▸ **Aim of the exercise**:
The response should be an exact copy of every record.

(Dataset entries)
★ ★ ★
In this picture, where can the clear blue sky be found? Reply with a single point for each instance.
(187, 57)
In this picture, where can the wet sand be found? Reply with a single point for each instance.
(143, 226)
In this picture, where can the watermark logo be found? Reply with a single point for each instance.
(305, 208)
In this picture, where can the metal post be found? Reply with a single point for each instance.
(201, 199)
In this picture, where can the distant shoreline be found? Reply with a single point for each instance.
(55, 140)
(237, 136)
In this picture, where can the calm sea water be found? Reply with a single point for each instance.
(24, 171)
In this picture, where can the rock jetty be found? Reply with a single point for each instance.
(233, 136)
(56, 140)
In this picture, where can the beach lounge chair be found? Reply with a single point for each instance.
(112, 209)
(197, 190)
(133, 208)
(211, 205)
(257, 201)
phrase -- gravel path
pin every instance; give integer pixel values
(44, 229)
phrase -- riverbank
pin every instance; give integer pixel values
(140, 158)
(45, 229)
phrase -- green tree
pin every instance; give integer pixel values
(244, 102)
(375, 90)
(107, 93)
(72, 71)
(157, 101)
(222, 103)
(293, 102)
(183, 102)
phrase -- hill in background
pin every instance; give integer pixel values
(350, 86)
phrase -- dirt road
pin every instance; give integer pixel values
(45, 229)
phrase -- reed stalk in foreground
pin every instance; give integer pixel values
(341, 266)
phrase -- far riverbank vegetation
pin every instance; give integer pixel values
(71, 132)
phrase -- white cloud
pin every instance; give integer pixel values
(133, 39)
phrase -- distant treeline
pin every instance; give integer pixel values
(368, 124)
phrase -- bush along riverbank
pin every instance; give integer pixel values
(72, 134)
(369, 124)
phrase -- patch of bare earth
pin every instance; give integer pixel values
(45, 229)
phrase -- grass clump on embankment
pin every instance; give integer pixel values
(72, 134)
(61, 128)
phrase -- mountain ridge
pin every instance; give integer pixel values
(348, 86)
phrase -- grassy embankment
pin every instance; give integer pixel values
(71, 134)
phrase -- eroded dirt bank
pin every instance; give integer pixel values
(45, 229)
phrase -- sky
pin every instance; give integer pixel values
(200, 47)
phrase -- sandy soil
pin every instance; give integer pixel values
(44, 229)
★ ★ ★
▸ **Response for this exercise**:
In this picture, where can the clear blue sky be found? Reply with a single point for each instance.
(187, 57)
In this picture, where can the wet sand be found? Reply with a single point for each instance.
(143, 226)
In this picture, where can the watermark logo be found? Reply with a single point for each instance.
(305, 208)
In this picture, where can the metal post be found? Reply with a single point for each instance.
(201, 199)
In this picture, where can the distant shoreline be found? Reply with a single point for each instance.
(55, 140)
(237, 136)
In this picture, where can the calm sea water be found? Reply with a single point for each instance.
(24, 171)
In this picture, where can the rock jetty be found? Reply with a single point for each instance.
(233, 136)
(56, 140)
In this picture, where can the beach lounge chair be found? Reply with a single point for each instance.
(112, 209)
(197, 190)
(133, 208)
(211, 205)
(257, 201)
phrase -- gravel path
pin every instance; give integer pixel values
(44, 229)
phrase -- riverbank
pin every instance; give integer pixel values
(140, 158)
(45, 229)
phrase -- green tree
pin every instance; give integer pixel values
(244, 102)
(375, 90)
(107, 93)
(72, 71)
(157, 101)
(222, 103)
(293, 102)
(183, 102)
phrase -- hill in background
pin every instance; give integer pixel values
(350, 86)
phrase -- dirt road
pin every instance; give integer pixel values
(45, 229)
phrase -- reed stalk in foreground
pin every instance; give integer pixel values
(341, 266)
phrase -- far riverbank vegetation
pin every instance; give integer pixel values
(71, 132)
phrase -- white cloud
pin every instance; give integer pixel values
(133, 39)
phrase -- distant treeline
pin every instance; give integer pixel values
(368, 124)
phrase -- bush along riverbank
pin every instance; give integer pixel values
(72, 134)
(369, 124)
phrase -- patch of bare earth
pin every instance; give integer pixel values
(45, 229)
phrase -- grass clump on embankment
pin every instance; give integer pixel values
(72, 134)
(61, 128)
phrase -- mountain ridge
pin every instance; give integer pixel values
(348, 86)
phrase -- grassy embankment
pin every instance; give integer pixel values
(71, 134)
phrase -- eroded dirt bank
pin every instance; give integer pixel values
(45, 229)
phrase -- sky
pin every instance; give integer pixel values
(200, 47)
phrase -- sandy soil
pin every instance; give integer pixel values
(44, 229)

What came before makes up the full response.